What you should do: A verbatim reproduction of the lines below, from the line containing "rough mask: <svg" through the line containing "positive clicks: (102, 354)", both ends included, is the whole required output.

====

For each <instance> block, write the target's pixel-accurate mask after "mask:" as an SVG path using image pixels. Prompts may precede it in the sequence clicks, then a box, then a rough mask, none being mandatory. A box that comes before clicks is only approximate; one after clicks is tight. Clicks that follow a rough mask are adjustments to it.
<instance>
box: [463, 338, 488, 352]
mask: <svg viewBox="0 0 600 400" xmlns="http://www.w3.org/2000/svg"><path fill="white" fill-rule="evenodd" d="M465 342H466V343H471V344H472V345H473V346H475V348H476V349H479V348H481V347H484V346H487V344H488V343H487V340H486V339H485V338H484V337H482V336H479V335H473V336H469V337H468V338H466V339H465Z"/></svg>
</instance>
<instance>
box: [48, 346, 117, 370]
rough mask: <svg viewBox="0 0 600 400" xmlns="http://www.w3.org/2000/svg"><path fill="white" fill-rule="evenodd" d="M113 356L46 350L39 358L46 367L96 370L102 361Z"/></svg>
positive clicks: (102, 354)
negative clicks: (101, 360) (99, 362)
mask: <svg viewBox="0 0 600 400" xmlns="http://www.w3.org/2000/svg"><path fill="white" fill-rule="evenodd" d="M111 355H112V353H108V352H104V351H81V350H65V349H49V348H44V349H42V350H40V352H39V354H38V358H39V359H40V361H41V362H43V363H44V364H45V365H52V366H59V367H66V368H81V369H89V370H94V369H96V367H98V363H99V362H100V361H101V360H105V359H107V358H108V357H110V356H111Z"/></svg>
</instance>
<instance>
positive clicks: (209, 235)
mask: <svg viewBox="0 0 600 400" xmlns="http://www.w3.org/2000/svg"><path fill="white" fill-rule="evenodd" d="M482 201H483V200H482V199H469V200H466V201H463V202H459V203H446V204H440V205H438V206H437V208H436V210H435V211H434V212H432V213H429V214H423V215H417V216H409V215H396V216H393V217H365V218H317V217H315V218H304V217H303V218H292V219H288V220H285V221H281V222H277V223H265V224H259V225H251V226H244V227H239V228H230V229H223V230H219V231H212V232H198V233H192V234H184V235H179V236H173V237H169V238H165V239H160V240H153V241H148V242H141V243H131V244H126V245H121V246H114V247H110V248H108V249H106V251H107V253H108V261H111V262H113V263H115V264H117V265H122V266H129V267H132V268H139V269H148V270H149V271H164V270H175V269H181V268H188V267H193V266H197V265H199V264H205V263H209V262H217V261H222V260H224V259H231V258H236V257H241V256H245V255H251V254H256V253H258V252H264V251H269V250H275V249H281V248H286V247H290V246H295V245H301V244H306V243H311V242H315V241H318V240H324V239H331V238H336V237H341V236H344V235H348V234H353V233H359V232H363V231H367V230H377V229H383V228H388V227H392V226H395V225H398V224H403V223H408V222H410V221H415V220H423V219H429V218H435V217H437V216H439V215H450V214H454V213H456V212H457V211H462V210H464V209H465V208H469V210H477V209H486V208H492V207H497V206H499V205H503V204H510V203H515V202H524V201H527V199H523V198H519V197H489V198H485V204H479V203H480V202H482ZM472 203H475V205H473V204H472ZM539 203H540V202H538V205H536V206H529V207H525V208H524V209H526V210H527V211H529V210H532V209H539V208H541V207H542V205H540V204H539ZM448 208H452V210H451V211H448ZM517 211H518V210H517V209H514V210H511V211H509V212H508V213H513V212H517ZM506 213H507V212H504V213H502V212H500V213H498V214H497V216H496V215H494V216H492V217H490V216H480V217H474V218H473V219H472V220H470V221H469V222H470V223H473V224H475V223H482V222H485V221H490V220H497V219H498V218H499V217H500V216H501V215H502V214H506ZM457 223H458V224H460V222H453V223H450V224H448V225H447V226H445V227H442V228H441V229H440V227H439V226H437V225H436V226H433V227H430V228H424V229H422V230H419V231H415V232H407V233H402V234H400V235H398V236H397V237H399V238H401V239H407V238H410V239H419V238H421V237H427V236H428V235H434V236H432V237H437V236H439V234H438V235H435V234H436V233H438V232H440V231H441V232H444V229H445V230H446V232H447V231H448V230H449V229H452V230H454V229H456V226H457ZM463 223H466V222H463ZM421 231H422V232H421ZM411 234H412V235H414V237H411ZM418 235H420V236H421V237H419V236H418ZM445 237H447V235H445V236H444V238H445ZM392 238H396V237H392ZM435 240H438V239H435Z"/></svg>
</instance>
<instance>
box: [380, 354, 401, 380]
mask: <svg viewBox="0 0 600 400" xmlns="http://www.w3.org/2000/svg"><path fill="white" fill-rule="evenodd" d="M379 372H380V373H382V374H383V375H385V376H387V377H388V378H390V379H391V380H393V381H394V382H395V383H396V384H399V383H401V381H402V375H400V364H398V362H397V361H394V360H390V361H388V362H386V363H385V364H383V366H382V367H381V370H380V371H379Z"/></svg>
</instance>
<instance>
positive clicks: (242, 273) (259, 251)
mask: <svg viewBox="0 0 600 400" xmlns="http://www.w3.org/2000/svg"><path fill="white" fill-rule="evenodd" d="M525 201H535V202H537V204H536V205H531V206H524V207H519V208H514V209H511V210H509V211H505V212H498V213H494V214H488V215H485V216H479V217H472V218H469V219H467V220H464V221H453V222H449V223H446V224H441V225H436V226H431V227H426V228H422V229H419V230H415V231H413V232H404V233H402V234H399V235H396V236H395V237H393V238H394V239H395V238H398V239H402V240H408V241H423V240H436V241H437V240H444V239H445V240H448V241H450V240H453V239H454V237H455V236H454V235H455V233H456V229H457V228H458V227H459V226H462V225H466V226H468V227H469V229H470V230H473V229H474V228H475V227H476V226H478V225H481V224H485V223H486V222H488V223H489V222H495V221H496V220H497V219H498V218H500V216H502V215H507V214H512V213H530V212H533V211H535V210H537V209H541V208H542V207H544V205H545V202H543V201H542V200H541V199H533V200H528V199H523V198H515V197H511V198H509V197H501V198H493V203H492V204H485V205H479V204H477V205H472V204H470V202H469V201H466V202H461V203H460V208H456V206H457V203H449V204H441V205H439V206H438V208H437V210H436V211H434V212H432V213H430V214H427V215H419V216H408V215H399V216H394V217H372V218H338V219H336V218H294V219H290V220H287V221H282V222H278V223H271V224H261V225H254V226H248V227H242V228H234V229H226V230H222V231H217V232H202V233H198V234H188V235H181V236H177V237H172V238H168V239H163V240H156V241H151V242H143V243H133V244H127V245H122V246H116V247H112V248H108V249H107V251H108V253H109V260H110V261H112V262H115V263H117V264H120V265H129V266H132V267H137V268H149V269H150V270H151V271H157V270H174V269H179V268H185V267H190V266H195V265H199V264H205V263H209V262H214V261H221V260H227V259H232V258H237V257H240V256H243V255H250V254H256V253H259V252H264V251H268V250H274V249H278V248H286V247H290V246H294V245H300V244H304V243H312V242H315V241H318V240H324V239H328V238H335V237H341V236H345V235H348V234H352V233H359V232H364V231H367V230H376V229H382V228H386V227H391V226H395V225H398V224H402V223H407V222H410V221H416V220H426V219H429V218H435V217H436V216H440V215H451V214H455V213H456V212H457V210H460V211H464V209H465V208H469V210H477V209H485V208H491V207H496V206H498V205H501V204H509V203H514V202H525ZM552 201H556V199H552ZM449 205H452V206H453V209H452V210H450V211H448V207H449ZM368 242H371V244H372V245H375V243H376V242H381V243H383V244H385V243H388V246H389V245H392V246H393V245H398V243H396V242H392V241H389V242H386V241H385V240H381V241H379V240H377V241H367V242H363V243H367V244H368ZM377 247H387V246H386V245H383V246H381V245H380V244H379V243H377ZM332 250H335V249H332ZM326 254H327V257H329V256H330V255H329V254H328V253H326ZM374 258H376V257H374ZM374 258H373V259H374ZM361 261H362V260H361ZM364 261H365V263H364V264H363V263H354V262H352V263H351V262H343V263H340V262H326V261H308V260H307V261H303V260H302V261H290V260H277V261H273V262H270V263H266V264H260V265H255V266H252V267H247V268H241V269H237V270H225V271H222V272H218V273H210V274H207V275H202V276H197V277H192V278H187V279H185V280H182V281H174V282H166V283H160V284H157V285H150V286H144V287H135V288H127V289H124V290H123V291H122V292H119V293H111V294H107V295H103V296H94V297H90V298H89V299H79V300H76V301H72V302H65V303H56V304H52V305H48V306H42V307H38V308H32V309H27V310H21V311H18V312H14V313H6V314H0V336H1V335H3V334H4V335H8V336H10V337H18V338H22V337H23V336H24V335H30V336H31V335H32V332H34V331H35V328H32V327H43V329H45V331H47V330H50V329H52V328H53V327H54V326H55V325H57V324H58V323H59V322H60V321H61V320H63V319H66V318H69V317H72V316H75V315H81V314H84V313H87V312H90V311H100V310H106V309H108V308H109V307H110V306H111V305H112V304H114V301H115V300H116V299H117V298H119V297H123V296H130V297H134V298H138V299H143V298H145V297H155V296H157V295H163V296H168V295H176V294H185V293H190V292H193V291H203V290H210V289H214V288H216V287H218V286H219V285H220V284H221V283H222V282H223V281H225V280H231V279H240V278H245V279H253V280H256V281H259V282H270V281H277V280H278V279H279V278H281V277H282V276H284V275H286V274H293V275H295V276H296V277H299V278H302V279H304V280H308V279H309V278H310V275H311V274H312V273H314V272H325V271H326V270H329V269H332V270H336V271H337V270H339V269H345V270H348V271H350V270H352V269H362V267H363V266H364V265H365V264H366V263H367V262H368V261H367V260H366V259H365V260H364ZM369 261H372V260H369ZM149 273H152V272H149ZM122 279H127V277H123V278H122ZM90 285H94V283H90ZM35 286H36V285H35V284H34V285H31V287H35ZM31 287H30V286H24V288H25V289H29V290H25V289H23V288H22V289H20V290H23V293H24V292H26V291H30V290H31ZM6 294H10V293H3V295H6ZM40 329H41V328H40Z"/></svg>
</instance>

====

Result of the task:
rough mask: <svg viewBox="0 0 600 400" xmlns="http://www.w3.org/2000/svg"><path fill="white" fill-rule="evenodd" d="M113 356L46 350L39 358L46 367L96 370L102 361Z"/></svg>
positive clicks: (102, 354)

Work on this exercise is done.